REQUIRED WORK:
a - Say whether each statement agrees with the fisetin and sorafenib text. Answer yes or no for each, and quote the words from the text that decide it.
(i) The mice used were five-week-old female BALB/c mice.
(ii) The group given both fisetin and sorafenib was treated once per week.
(iii) The slides were incubated with human Ki-67 overnight at 4 °C.
b - According to the fisetin and sorafenib text, what software was used to calculate statistically significant differences?
c - Continue the fisetin and sorafenib text, starting right after its last sentence.

Xenograft experiment
Animal experiments were conducted according to the guidelines of the Institutional Animal Care and Use Committee (IACUC) of Chung Shan Medical University (IACUC Approval No. 1071). Five-week-old BALB/c female mice were purchased from the National Laboratory Animal Center (Taipei, Taiwan). For the in vivo experiments, 1 × 106 HeLa cells (diluted in Matrigel) were established by subcutaneous injection into the animal’s right flank. After 1 week, the first group of mice received 100 μl vehicle (DMSO) orally. The second group of mice received 100 μl fisetin (4 mg/kg) orally and the third group of mice received sorafenib (10 mg/kg) orally. The fourth group of mice received 100 μl of the combination of fisetin (4 mg/kg) and sorafenib (10 mg/kg) orally two times per week (n = 5). Treatments were initiated when tumors reached a mean group size of approximately 80 mm3. Tumor volume (mm3) was measured with calipers, and calculated as 0.5236 × L (W)2, where W was the width and L was the length of each tumor.
Immunohistochemistry
The paraffin-embedded animal tumors were fixed in 10 % formalin, embedded in paraffin, and cut into 5-mm-thick sections. Immunohistochemical staining was performed on the slides which were incubated overnight at 4 °C in humidified chambers with human Ki-67 (Abcam; diluted 1:200). The slides were washed three times in a phosphate-buffered solution and further incubated with a secondary antibody for 30 min at room temperature. The immunolabeled sections were incubated with biotin-conjugated secondary antibody for 20 min at room temperature, then with peroxidase-conjugated complex (Dako) for 20 min, and finally visualized with 3,3′-diaminobenzidin and counterstained with hematoxylin, and analyzed for staining, as described previously [30].
Statistical analysis
Statistically significant differences were calculated using GraphPad Prism4 (San Diego, CA). Student’s t test or one-way analysis of variance (ANOVA) with a post hoc analysis using Tukey’s multiple-comparison test was used for obtaining parametric data. A P value <0.05 or 0.01 was considered statistically significant. All experiments were repeated three times (n = 3), and values were expressed as means ± standard deviation.
Results
Effects of combination treatment on cell viability in human cervical cancer HeLa cells
The chemical structures of fisetin and sorafenib are shown on Fig. 1a, b, respectively. To evaluate the potential of the fisetin and sorafenib combined approach, HeLa cells were treated with different concentrations of fisetin (0∼80 μM) and sorafenib (0∼10 μM). Cell viability was detected by MTT assay. Fisetin and sorafenib were significantly toxic to HeLa cells at concentrations up to 40 and 7.5 μM, respectively (Fig. 1c, d). Based on these results and those in several published reports [18, 25], the combination of fisetin (40 μM) and sorafenib (2.5 or 5 μM) were used in the following experiments.

INFORMATION SHOWN:
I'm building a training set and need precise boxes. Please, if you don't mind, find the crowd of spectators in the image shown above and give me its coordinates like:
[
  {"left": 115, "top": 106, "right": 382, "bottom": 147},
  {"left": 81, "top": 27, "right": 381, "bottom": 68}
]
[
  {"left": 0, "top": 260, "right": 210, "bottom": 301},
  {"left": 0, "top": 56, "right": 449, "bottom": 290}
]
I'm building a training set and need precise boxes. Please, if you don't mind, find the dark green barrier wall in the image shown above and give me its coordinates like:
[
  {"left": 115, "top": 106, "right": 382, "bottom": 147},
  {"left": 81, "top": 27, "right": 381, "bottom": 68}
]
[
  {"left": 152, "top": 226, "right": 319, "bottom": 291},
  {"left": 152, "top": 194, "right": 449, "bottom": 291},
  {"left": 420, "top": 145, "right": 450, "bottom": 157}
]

RESULTS:
a -
(i) Yes: "Five-week-old BALB/c female mice were purchased from the National Laboratory Animal Center"
(ii) No: "orally two times per week (n = 5)"
(iii) Yes: "incubated overnight at 4 °C in humidified chambers with human Ki-67"

b - GraphPad Prism4 (San Diego, CA).

c -
Effects of combination treatment on cell apoptosis in human cervical cancer HeLa cells
Compared with either fisetin (40 μM) or sorafenib (2.5 or 5 μM) alone, the combination of fisetin (40 μM) and sorafenib (2.5 or 5 μM) induced a significant decrease in cell viability by MTT assay (Fig. 2a) and an increase in HeLa cells apoptosis as measured by Annexin V-FITC/PI double-stained assay (Fig. 2b). These results indicated that fisetin can enhance the antitumor efficacy of sorafenib in human cervical cancer HeLa cells.
Effects of combination treatment on cell apoptosis via extrinsic pathways
To understand the apoptosis mechanism underlying the synergistic effects of fisetin and sorafenib in HeLa cells, western blot assay was performed. It revealed that the combined fisetin and sorafenib treatment significantly increased the expression of cleaved-caspase-3, cleaved-caspase-8, and cleaved-PARP compared with fisetin alone (Fig. 2c). In addition, when HeLa cells were pretreated with pan-caspase inhibitor (Z-VAD-FMK, 20 μM) for 2 h and then incubated with fisetin and sorafenib either alone, or in combination, for 24 h, the MTT assay revealed significantly decreased cytotoxic effects on cell viability when treating with fisetin alone or combination with sorafenib plus Z-VAD-FMK (Fig. 2d). By performing Annexin V-FITC/PI double-stained assay and by measuring Annexin V positive cells by flow cytometry, fisetin alone, or in combination with sorafenib, was found to induce apoptosis of HeLa cells compared with pretreatment with Z-VAD-FMK (Fig. 2e). These results suggested that the fisetin and sorafenib combination induced apoptosis by activation of the caspase-3 and caspase-8 pathway.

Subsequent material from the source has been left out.